TASK REQUIREMENTS: Each line holding the word "navy" must appear in the answer, copied from the entries.

RECORDS PROVIDED:
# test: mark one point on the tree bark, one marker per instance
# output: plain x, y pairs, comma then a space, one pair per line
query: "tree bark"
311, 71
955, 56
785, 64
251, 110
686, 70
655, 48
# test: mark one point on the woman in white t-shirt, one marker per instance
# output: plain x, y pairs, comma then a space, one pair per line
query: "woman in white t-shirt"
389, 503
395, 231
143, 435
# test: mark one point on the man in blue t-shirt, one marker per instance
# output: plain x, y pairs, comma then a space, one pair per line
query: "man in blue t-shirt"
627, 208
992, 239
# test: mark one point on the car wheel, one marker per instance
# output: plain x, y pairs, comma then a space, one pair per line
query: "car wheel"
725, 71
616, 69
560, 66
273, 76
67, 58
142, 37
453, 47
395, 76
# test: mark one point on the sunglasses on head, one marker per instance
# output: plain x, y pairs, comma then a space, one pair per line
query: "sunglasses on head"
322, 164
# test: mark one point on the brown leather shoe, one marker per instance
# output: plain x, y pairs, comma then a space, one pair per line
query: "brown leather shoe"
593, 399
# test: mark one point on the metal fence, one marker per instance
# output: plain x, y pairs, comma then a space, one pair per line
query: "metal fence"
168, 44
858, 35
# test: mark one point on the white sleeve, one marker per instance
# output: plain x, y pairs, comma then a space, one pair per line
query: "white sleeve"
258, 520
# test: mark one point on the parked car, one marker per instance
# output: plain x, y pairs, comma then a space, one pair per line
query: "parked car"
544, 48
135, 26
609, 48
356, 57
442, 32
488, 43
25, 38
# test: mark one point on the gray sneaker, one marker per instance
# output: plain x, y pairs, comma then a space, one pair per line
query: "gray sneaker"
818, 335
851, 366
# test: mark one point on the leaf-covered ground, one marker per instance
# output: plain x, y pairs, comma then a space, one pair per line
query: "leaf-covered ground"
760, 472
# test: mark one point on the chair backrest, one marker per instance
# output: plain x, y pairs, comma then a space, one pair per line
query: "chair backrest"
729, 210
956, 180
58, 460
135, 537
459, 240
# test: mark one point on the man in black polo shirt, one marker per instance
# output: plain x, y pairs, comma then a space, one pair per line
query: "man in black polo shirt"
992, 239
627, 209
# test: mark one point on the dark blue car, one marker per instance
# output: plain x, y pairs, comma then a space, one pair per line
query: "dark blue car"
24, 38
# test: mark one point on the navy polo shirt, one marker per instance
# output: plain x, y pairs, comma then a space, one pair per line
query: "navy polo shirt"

RESPONSE TO THE TASK:
# test: mark one point on the navy polo shirt, one marker per instance
query: "navy polo shirt"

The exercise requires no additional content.